▶ [Elenco dei compiti]
1 – Secondo il testo su David Maria Turoldo, perché l'ordine in cui entrò a 14 anni era adatto a lui? Rispondi in una, due o tre frasi.
2 – Riporta un passo del testo su David Maria Turoldo: comincia dalle parole "Turoldo riprende la" e fermati dopo "di mille anni.".
3 – Prosegui il testo su David Maria Turoldo a partire dall'ultima frase riportata.

=== Testo fornito ===

David Maria Turoldo. Un mistico-poeta
Stralci di «Letture»
Da poche settimane padre David, frate dei Servi di Maria, e personaggio di spicco nel mondo artistico e culturale non soltanto italiano, ha lasciato la sua vita terrena.
Ebbi occasione di passare qualche ora con padre David quando, rientrato in Italia dopo i «forzati vagabondaggi» all’estero, si stabili a Sotto il Monte, paese natale di Papa Giovanni XXXIII, nell’Abbazia di Sant’Egidio. Breve incontro che ha lasciato però in me un ricordo imperituro.
Nato nel 1916, nel Friuli, figlio di poveri contadini, all’età di 14 anni entra nell’Ordine dei Serviti e riceve l’ordinazione nel 1940. E incorporato così in un ordine religioso detto dei mendicanti e questuanti che ben si addiceva al suo spirito evangelico-caritativo, già forte dell’esperienza di povertà vissuta in famiglia fin dall’infanzia.
E proprio per amore dei poveri il suo impegno si rivolge con la parola e con l’azione religiosa e sociale ai diseredati.
Anche la poesia egli l’ha concepita come voce e suono dati al «silenzio di Dio» e ai poveri «che non hanno voce».
Seguono gli anni milanesi: l’università, la predicazione e durante la guerra la Resistenza. A Milano anche l’esordio editoriale-poetico.
Dal 1947 al 1952 a Nomadelfia, «Città della fratellanza», basata sul principio che si può essere « madri per vocazione e celibi per elezione», e che si possono costituire famiglie per orfani o abbandonati soltanto in forza della carità intesa evangelicamente come totale dedizione.
Utopia fu detta da molti questa causa che costò a padre David traversie ed amarezza, conclusasi con l’invito a «girare» fuori dell’Italia.
«… Dal mio esilio dopo Nomadelfia. Ero colpevole di aver creduto che la fraternità fosse legge. Perciò mi avevano detto di “girare”, purché non ritornassi in Italia. Ero senza casa e senza Chiesa. E dovevo girare. Prima a Monaco di Baviera dove andavo tutti i giorni alla stazione a vedere partire i treni; poi a Parigi, poi a Ginevra.., ed era Natale».
Turoldo riprende la predicazione in particolare tra gli emigrati in Canada e negli Stati Uniti. Rientra in Italia nel 1954 e dal 1963 fino alla morte resta all’Abbazia di Sant’Eligio.
Da Sotto il Monte, paese natale dell’amatissimo Papa Giovanni XXXIII scriveva:
« Sì, gli ho creduto fino al punto di ritirarmi nel suo paese, di mettermi a vivere qui, a camminare per queste mulattiere, in mezzo ai suoi vigneti; a guardare dal monte gli spazi e il cielo che lui si era portato con sé –per le strade dell’oriente e dell’occidente, fin dalla sua infanzia, qui in mezzo alla sua gente. Vivevo e dormivo in una torre di mille anni.

=== Materiale fornito ===

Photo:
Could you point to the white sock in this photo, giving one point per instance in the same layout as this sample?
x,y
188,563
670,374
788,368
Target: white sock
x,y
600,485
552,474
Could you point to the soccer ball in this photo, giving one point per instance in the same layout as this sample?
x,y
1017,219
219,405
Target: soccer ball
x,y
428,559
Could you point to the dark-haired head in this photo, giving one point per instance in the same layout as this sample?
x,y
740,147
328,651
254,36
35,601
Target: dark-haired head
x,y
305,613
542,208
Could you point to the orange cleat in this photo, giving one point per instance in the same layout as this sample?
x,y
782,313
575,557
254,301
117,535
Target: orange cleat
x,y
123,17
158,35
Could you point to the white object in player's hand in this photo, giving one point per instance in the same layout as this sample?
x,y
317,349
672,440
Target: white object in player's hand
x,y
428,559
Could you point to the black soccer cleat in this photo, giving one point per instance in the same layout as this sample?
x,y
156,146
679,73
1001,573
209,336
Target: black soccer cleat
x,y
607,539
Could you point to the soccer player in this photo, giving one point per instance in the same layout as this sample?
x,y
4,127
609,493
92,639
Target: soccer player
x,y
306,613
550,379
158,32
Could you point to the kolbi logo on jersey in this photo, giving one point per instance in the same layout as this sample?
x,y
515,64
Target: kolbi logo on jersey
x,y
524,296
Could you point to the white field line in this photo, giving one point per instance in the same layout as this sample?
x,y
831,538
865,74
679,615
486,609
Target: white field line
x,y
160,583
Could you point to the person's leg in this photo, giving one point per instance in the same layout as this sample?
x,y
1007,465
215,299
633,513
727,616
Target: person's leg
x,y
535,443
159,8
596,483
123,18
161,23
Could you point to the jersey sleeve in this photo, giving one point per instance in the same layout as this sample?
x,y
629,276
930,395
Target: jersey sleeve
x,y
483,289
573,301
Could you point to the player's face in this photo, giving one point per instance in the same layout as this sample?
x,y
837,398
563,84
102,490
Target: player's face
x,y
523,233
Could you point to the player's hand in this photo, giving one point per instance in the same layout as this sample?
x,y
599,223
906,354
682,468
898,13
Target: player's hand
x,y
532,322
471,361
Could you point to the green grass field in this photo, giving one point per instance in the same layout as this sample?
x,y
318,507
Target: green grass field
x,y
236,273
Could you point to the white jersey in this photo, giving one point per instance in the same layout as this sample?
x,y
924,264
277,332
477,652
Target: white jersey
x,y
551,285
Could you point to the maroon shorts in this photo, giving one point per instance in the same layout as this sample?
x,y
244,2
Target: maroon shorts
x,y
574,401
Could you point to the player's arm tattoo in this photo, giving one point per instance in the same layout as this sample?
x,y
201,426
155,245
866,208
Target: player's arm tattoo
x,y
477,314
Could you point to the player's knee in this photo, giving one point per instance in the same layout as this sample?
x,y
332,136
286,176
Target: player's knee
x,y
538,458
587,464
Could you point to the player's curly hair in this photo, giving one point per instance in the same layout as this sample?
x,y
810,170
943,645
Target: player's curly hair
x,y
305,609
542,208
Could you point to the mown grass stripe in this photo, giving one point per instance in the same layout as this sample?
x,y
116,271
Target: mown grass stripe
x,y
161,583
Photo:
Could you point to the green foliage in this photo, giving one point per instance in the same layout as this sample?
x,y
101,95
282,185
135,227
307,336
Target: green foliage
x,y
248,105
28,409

===

▶ [Risultati]
1 – Era un ordine di mendicanti e questuanti, che si addiceva al suo spirito evangelico-caritativo. Quello spirito era già forte per la povertà vissuta in famiglia fin dall'infanzia.

2 –
Turoldo riprende la predicazione in particolare tra gli emigrati in Canada e negli Stati Uniti. Rientra in Italia nel 1954 e dal 1963 fino alla morte resta all’Abbazia di Sant’Eligio.
Da Sotto il Monte, paese natale dell’amatissimo Papa Giovanni XXXIII scriveva:
« Sì, gli ho creduto fino al punto di ritirarmi nel suo paese, di mettermi a vivere qui, a camminare per queste mulattiere, in mezzo ai suoi vigneti; a guardare dal monte gli spazi e il cielo che lui si era portato con sé –per le strade dell’oriente e dell’occidente, fin dalla sua infanzia, qui in mezzo alla sua gente. Vivevo e dormivo in una torre di mille anni.

3 –
E da quelle finestrelle guardavo giù tutta la pianura. E dovevo entrare da una porticina piccolissima, cosicché dovevo curvarmi e ogni volta che uscivo avevo la sensazione di inchinarmi di fronte alla creazione. E godevo di tutte le più piccole cose, della mia vocazione, della mia volontà di donarmi; godevo specialmente di stare con gli umili e con i fanciulli.
E ho creduto veramente nella possibilità di un mondo nuovo o comunque diverso. Speravo che storia dovesse cambiare».
Turoldo non ha mai cessato di scrivere poesia, compagna e confortatrice anche nelle ore più dolorose. Molte anche le opere di prosa e di teatro. Però è soprattutto la poesia la sua predilezione, il vertice dei suoi interessi e dei valori «… Almeno, tra tante devastazioni e in mezzo alle molte cose ormai irrimediabilmente perdute, ci sia d’avanzo l’amicizia e il dono della poesia».
In tutta la poesia turoldiana domina l’Io del poeta, come bene ha osservato Andrea Zanzotto: «E sempre un io fortemente storico e psicologico (…) un io che lavora all’interno dei dati concreti (…) verso i territori di quello che viene chiamato l’impegno sociale (…). Egli va incontro alla storia, ma il contatto viene garantito fuori della storia stessa, attraverso la religiosità. Si tratta comunque di una religiosità continuamente verificata nel quotidiano; in essa esiste il ricordo o la nostalgia di una totale esperienza mistica».
Dalle poesie:
Comprendere e cantare la povertà
« Signore non ti chiedo di avere
quello che gli altri hanno,
essi non sanno
il caldo
lume di questa povertà.
Nulla è il loro possesso
di fronte alla nostra
pena di essere spogli».
Inno alla vita immortale
«Ora tutto il mio essere è in fiore;
il sangue a fiotti germoglia
al bacio di questo
primo sole di maggio:
ora anche le pietre
sono in amore, o Primavera.
Iddio come un uccello
tiene il suo nido fra queste
selve! (…)
Ed egli canta tra i nostri rami.
E noi pure cantiamo».
Pessimismo esistenziale
«Un male è di questa vita
di cui non ci è dato guarire.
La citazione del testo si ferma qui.